BEGIN Document passage

The Senate’s budget proposal also assumes $600,000 in HEN and ABD incapacity exam savings due to Medicaid expansion. This savings is transferred to the operating budget’s general fund. We are concerned that this saving assumption is too high, and we believe any savings should be reinvested back into HEN and ABD rather than the general fund.

The Housing Alliance urges the legislature to pass SB 6573 and to reinvest its savings into HEN. Any incapacity exam savings should be reinvested back into HEN and ABD. 

 

 

SHB 2537 - The Fair Tenant Screening Act

SHB 2537 by Representative June Robinson (38th LD) had a hearing on Thursday in the Senate, but the committee chair, Senator Jan Angel (26th LD), refused to bring it up for a vote. This means that the bill has died because last Friday was the cutoff for bills to leave a policy committee. But not all is lost. The bill had a long journey and we educated a lot of lawmakers on the importance of this issue along the way. Our sponsors and allies in the legislature are frustrated by the landlord lobby’s opposition and are ready to keep the fight going in 2015. We’ve also made in-roads with some stakeholders who were previously opposed and we will hit the interim running to move this and other tenant protections forward. Representative Robinson, Senator David Frockt (46th LD), tenant advocate Thomas Green, the YWCA of Seattle/King/Snohomish Counties, Solid Ground, the Tenants Union, Columbia Legal Services, Partners for Our Children, parent testifiers Jason and Lila, and more, have all worked hard on this bill. We think it is safe to say that none of us are giving up, and we will be back in 2015 to eliminate this unfair and unnecessary barrier to housing.

 

ESHB 2368 - The Homeless Housing and Assistance Surcharge

As those of you who have read any of the flurry of news articles on this (see the list below), last week was very dramatic for this important bill. Here is a quick recap:

Thursday
ESHB 2368 was scheduled for executive session in the Senate Financial Institutions, Housing & Insurance (FIHI) Committee (being scheduled for executive session is typically needed in order to get a committee vote). But FIHI Co-chair Senator Jan Angel (26th LD) abruptly adjourned the committee before allowing a vote on it. TVW cutoff but we were able to get the audio and that recorded Senator Don Benton (17th LD), Senator Sharon Nelson (34th LD), and FIHI Co-chair Steve Hobbs (44th LD) in a heated disagreement with Senator Angel. Unfortunately, she was obstinate and would not reopen committee. Also, Senator Benton made it known at that moment that he was indeed planning on attaching a very bad amendment to the bill. This was a surprise because by all accounts he had withdrawn it. The amendment would have both fees sunset together in 2020, make the 45% set-aside of the state’s portion permanent, limit that set-aside only to for-profit landlords (explicitly excluding nonprofits), and add a host of other extremely problematic requirements.

END Document passage
BEGIN Data under study

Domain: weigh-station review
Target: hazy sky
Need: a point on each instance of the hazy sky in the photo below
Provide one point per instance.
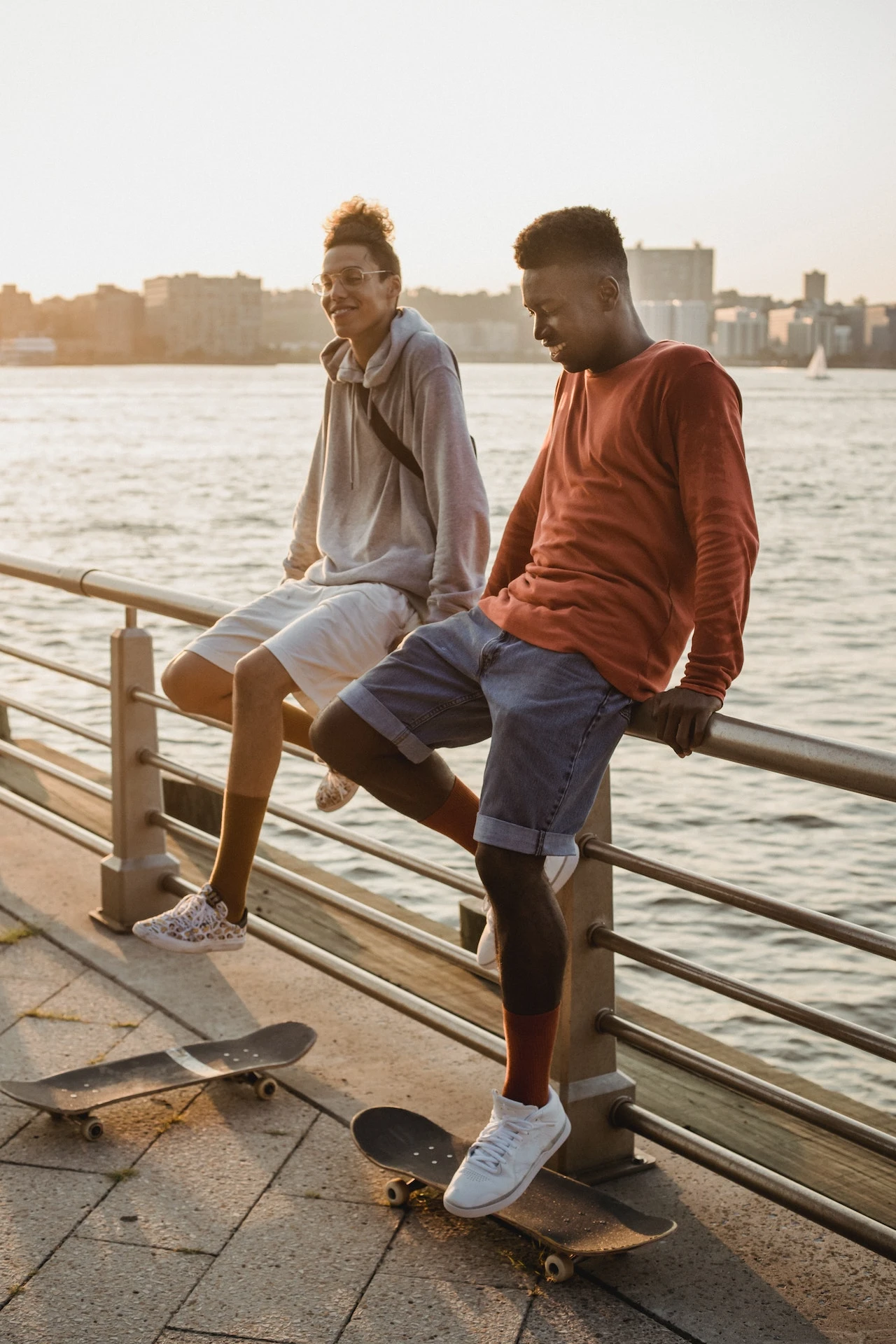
(155, 136)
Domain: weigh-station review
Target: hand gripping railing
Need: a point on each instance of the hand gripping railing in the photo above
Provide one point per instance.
(598, 1098)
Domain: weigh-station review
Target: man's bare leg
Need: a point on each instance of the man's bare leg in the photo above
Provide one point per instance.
(200, 687)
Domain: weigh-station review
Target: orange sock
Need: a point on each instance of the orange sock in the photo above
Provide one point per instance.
(530, 1041)
(456, 819)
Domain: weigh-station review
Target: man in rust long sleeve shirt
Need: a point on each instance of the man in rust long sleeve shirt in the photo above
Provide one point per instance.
(634, 528)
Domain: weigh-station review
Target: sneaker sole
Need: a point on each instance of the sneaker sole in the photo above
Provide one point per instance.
(167, 944)
(505, 1200)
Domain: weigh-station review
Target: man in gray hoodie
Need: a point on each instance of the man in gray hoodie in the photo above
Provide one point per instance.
(391, 531)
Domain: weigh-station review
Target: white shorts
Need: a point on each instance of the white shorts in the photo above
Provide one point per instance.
(326, 638)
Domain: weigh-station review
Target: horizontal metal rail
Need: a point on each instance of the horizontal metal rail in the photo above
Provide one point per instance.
(783, 911)
(704, 1066)
(58, 772)
(65, 668)
(326, 828)
(410, 1004)
(798, 1198)
(69, 724)
(872, 1042)
(818, 760)
(88, 839)
(159, 702)
(337, 901)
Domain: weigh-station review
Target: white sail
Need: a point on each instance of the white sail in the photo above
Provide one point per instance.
(818, 363)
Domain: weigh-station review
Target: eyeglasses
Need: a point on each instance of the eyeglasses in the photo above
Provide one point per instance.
(351, 276)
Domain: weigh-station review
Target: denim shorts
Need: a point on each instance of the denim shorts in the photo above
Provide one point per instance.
(554, 723)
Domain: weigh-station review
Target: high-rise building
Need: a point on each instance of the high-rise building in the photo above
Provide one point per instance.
(662, 273)
(204, 315)
(741, 332)
(814, 286)
(676, 319)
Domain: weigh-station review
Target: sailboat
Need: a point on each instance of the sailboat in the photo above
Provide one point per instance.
(818, 365)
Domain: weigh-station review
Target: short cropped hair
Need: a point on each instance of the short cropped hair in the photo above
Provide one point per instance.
(365, 222)
(577, 234)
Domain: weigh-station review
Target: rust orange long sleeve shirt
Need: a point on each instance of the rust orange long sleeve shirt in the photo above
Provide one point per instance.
(636, 526)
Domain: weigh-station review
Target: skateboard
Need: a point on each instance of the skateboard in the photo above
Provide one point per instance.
(76, 1094)
(570, 1219)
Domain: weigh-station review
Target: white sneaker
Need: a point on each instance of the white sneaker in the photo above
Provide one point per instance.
(507, 1156)
(333, 792)
(197, 924)
(558, 870)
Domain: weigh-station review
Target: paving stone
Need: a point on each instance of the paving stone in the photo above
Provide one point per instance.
(328, 1166)
(203, 1175)
(93, 997)
(36, 1046)
(11, 1120)
(578, 1312)
(38, 1210)
(434, 1245)
(293, 1272)
(99, 1294)
(400, 1308)
(39, 960)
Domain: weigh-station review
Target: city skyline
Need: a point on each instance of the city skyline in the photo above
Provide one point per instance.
(216, 137)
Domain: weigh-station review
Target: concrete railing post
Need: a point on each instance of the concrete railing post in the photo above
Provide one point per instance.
(133, 872)
(584, 1059)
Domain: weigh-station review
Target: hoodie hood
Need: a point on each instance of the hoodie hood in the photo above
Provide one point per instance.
(342, 366)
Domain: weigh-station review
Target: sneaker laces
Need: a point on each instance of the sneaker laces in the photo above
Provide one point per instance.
(496, 1142)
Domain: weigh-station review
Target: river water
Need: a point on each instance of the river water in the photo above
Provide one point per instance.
(187, 476)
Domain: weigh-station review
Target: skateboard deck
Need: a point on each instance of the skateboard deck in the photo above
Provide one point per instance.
(568, 1218)
(78, 1093)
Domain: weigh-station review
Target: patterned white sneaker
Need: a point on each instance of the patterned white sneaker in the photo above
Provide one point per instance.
(558, 870)
(333, 792)
(197, 924)
(507, 1156)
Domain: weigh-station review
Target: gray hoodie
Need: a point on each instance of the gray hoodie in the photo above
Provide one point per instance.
(365, 518)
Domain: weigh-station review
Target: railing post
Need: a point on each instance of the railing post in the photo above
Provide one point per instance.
(584, 1059)
(133, 872)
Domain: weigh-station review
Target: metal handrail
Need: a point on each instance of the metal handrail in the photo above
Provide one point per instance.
(783, 911)
(704, 1066)
(65, 668)
(326, 828)
(58, 772)
(801, 756)
(337, 899)
(872, 1042)
(159, 702)
(57, 720)
(745, 1172)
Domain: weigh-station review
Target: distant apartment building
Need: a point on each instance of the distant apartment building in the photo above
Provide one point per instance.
(659, 273)
(814, 286)
(676, 319)
(18, 314)
(741, 332)
(204, 316)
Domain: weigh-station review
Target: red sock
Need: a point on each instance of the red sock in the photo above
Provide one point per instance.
(456, 819)
(530, 1041)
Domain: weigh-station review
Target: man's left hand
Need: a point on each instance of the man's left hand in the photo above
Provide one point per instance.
(681, 718)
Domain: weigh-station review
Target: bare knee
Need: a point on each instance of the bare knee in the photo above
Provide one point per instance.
(347, 743)
(260, 679)
(508, 875)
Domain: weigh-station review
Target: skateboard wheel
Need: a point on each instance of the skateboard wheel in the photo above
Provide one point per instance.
(398, 1193)
(558, 1268)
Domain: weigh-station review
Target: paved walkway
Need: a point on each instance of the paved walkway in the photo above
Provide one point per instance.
(209, 1215)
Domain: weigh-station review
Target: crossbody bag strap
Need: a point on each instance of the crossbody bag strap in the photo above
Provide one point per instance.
(387, 437)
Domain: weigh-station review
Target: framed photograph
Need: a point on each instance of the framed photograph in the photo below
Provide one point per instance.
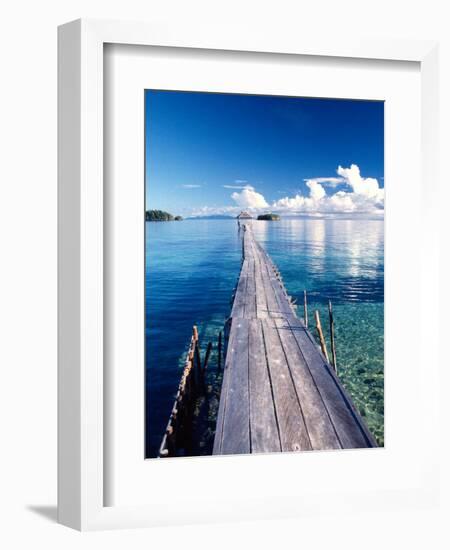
(243, 243)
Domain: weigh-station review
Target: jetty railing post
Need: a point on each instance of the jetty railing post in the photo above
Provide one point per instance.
(198, 362)
(219, 352)
(332, 340)
(323, 345)
(305, 308)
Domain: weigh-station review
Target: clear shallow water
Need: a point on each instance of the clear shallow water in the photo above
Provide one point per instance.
(192, 268)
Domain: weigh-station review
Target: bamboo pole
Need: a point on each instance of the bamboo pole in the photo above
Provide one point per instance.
(305, 308)
(332, 339)
(321, 337)
(219, 352)
(208, 353)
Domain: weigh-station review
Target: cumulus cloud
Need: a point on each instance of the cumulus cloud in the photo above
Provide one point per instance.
(236, 186)
(249, 198)
(368, 187)
(327, 181)
(359, 196)
(365, 197)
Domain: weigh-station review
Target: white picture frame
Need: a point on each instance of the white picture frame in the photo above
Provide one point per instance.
(81, 480)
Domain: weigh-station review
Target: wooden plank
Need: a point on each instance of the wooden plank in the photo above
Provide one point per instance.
(236, 421)
(238, 308)
(261, 302)
(217, 447)
(273, 307)
(278, 393)
(347, 422)
(292, 429)
(263, 424)
(318, 422)
(250, 299)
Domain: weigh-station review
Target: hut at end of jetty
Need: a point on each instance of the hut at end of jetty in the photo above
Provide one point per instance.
(244, 215)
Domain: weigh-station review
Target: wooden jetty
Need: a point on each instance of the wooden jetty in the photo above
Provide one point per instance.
(278, 392)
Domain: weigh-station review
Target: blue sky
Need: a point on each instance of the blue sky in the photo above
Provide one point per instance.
(220, 153)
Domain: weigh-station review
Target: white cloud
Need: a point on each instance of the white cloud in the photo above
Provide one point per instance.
(365, 197)
(327, 181)
(236, 186)
(362, 196)
(249, 198)
(368, 187)
(316, 190)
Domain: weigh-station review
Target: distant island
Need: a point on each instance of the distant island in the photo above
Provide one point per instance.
(160, 216)
(211, 217)
(269, 217)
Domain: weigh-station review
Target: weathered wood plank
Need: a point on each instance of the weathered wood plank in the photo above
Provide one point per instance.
(238, 308)
(261, 301)
(292, 429)
(318, 422)
(263, 422)
(250, 299)
(236, 423)
(348, 424)
(278, 393)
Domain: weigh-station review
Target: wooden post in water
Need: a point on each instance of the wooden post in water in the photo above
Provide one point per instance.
(208, 353)
(219, 352)
(321, 337)
(198, 363)
(333, 343)
(305, 308)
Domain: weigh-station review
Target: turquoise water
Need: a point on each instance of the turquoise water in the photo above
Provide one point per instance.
(192, 267)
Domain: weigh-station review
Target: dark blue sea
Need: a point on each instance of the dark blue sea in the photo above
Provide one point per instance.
(192, 267)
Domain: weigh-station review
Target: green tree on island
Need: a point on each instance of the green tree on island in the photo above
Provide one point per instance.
(160, 216)
(269, 217)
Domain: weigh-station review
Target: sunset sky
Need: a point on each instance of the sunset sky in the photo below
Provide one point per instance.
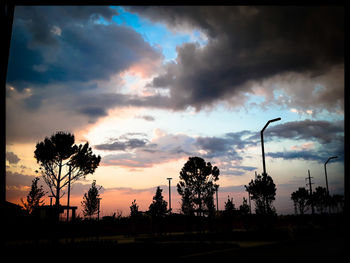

END Data under study

> _Brief 1_
In the legislative update, which senator, as committee chair, refused to bring SHB 2537 up for a vote?
> _Brief 2_
Render this sentence from the legislative update in Spanish: "This savings is transferred to the operating budget’s general fund."
> _Brief 3_
Reproduce the part of the legislative update between "The Senate’s budget" and "the general fund.", inclusive.

> _Answer space 1_
Senator Jan Angel (26th LD)

> _Answer space 2_
Este ahorro se transfiere al fondo general del presupuesto operativo.

> _Answer space 3_
The Senate’s budget proposal also assumes $600,000 in HEN and ABD incapacity exam savings due to Medicaid expansion. This savings is transferred to the operating budget’s general fund. We are concerned that this saving assumption is too high, and we believe any savings should be reinvested back into HEN and ABD rather than the general fund.